━━ Texte proposé

Depuis quelques semaines, je suis en « rupture politique » (et il semble que je ne sois pas la seule ce printemps). C’est lui, l’enfoiré, mon « ex » oui, qui m’a laissé tomber. Fâchée, réactionnaire et question de lui en mettre plein la gueule, je me suis tout de suite mise en mode recherche, sachant pourtant très bien que des partis indépendantistes au Québec, ça ne court pas les rues (Électrice libre cherche parti politique).
Et puis pendant des jours, j’ai observé et pris bonne note de mes agissements ainsi que des pensées qui me traversaient l’esprit, sorte d’autoanalyse à laquelle toujours je m’adonne. Et effectivement, j’ai remarqué que j’étais aussi marabout et en beau joualvert que lorsqu’on se fait dompter par quelqu’un, ou que le mec te dit qu’il va t’appeler mais ne le fait pas, ou encore que ton conjoint te laisse tomber pour une plus jeune… bref, ce genre de truc insupportable mais néanmoins inévitable de la vie plate. Ça emmerde, même que ça fait mal.
Tout à coup, ton « ex » apparaît vraiment plus con, plus niaiseux, absurde, idiot qu’auparavant, ou bien tu crois y « voir » beaucoup plus clair maintenant : « Aïe, aïe, aïe, check-le qui fait un fou de lui ! Mais quel imbécile, celui-là ! Mais comment ai-je pu être avec ce type pendant toutes ces années ?! » … Faut dire que certains commentaires lancés dans l’espace public frisaient en effet le ridicule, nourrissant ainsi mes doléances et mes frustrations : « Quoi ?! C’était une blague ?! Vous appelez ça de l’humour, vous, madame ?! … N’importe quoi. »
Même que mon « ex », contrairement à ses habitudes, a répondu à mon courriel exprimant ma déception et ma séparation afin de justifier sa décision : « Pour Québec solidaire, ce sont les institutions qui sont laïques, pas les individus. Pour être clair, le port d’un signe religieux, pour un employé de l’État, ne représente donc pas une entrave au principe de laïcité. » Et comme une vraie frustrée qui vient de se faire larguer, j’ai détruit tous ses arguments sans détour, sans jamais lui répondre : « Ben voyons donc ! Comme si les institutions étaient désincarnées ! Ce sont les gens, bande de colons, les employé-es de l’État qui donnent vie à nos institutions ! … Mais qu’est-ce qui lui est arrivé, à ce parti, bon yenne ?! ... Pfft ! D’la marde. »

━━━━

__Consigne de l'exercice 1__
Transcrivez le passage du texte sur la rupture politique commençant à « Et puis pendant » et se terminant à « ça fait mal. ».
__Consigne de l'exercice 2__
D'après le texte sur la rupture politique, qu'est-ce qui est laïque selon Québec solidaire ?
__Consigne de l'exercice 3__
Veuillez prolonger le texte sur la rupture politique à partir de sa dernière phrase.
Les entrées constituent un matériau distinct du texte sur la rupture politique.

━━ Extrait de données

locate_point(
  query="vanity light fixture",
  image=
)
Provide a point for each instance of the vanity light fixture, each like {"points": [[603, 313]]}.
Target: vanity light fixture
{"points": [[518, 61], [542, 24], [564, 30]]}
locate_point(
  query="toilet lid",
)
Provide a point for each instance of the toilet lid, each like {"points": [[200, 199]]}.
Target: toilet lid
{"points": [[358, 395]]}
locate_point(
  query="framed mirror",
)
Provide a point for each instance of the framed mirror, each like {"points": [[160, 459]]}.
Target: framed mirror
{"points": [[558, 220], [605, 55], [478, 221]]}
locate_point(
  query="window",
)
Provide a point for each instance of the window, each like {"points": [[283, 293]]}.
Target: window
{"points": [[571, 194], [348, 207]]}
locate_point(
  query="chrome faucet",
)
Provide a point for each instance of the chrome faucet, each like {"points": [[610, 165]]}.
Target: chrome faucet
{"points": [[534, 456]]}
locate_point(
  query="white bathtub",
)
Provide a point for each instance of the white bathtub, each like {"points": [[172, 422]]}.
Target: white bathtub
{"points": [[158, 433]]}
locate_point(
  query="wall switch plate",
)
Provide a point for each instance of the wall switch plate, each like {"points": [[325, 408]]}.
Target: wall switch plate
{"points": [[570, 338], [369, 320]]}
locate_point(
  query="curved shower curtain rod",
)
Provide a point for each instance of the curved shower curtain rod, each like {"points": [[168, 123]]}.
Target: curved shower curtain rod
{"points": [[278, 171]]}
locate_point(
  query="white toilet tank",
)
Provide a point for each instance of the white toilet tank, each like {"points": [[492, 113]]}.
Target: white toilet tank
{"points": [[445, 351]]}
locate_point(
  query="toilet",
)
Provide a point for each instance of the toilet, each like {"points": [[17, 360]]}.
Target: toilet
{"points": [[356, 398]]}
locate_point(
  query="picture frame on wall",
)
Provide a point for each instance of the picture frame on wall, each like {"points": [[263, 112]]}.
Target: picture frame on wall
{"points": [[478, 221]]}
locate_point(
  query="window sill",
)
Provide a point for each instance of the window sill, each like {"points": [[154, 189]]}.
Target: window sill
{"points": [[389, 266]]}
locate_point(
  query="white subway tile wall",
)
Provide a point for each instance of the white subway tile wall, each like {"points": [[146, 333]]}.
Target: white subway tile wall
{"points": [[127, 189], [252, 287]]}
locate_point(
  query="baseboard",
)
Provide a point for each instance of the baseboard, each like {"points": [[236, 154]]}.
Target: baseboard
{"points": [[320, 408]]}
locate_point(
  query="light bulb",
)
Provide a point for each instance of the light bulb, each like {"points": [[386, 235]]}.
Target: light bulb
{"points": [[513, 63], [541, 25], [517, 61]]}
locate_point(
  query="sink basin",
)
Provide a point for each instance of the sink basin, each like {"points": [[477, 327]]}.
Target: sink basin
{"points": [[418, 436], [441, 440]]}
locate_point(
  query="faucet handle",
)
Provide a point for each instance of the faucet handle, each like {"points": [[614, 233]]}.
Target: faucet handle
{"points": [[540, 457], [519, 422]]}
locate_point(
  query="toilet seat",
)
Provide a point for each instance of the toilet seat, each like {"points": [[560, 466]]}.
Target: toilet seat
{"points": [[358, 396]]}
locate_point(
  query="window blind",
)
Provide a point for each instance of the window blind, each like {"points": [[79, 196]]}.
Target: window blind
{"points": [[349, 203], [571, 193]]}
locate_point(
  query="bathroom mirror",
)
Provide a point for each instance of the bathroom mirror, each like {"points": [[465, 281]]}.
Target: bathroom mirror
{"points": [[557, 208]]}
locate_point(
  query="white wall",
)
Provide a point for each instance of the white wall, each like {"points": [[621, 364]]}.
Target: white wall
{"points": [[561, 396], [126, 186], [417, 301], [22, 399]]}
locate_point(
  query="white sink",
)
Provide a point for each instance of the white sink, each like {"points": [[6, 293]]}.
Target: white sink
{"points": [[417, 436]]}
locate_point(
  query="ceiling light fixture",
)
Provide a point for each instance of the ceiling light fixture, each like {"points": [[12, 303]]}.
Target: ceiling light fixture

━━━━

__Réponse 1__
Et puis pendant des jours, j’ai observé et pris bonne note de mes agissements ainsi que des pensées qui me traversaient l’esprit, sorte d’autoanalyse à laquelle toujours je m’adonne. Et effectivement, j’ai remarqué que j’étais aussi marabout et en beau joualvert que lorsqu’on se fait dompter par quelqu’un, ou que le mec te dit qu’il va t’appeler mais ne le fait pas, ou encore que ton conjoint te laisse tomber pour une plus jeune… bref, ce genre de truc insupportable mais néanmoins inévitable de la vie plate. Ça emmerde, même que ça fait mal.

__Réponse 2__
Les institutions, pas les individus.

__Réponse 3__
J’ai même rêvé à la « représentante en chef » de mon ex-parti - non, je ne la nommerai pas, ça me fait trop mal en dedans… Dans le rêve, elle était vraiment fâchée contre moi, elle ne voulait même plus me parler. (Pure réorganisation cognitive de la dompée endeuillée durant le sommeil.)
Et puis, après quelques jours d’observations introspectives, je me suis demandé : « Coudonc, est-ce que je sécrétais de l’ocytocine pour mon parti politique, moé là ?? »
L’ocytocine, c’est la molécule de l’attachement. Ça en prend pour tisser des liens entre les humains, les mammifères, les primates en général, et se tricoter du tissu social, forger des liens, d’amour et d’amitié. « En outre, l’ocytocine joue un rôle dans les liens sociaux et atténue la phobie sociale. »
À l’inverse, un bris d’attachement est forcément vécu comme un déchirement, non pas des ligaments, mais néanmoins interne, qu’il soit socio-affectif, émotionnel, spirituel ou autre. Et une rupture, sociale et viscérale, un maillon rompu dans ton tissu social, ça fait toujours mal…
Car au cœur de cette rupture, quelle que soit sa nature, il y a la perte, et celle-ci vous plombe dès lors l’existence, vous entraînant irrémédiablement dans ce lamentable va-et-vient, ce fameux tango « tristesse-colère », un pas de deux lourd et parfaitement merdique qui consiste à la fois à pleurer l’objet perdu tant aimé pendant des années, tout en étant suffisamment en colère contre lui pour s’en détacher complètement.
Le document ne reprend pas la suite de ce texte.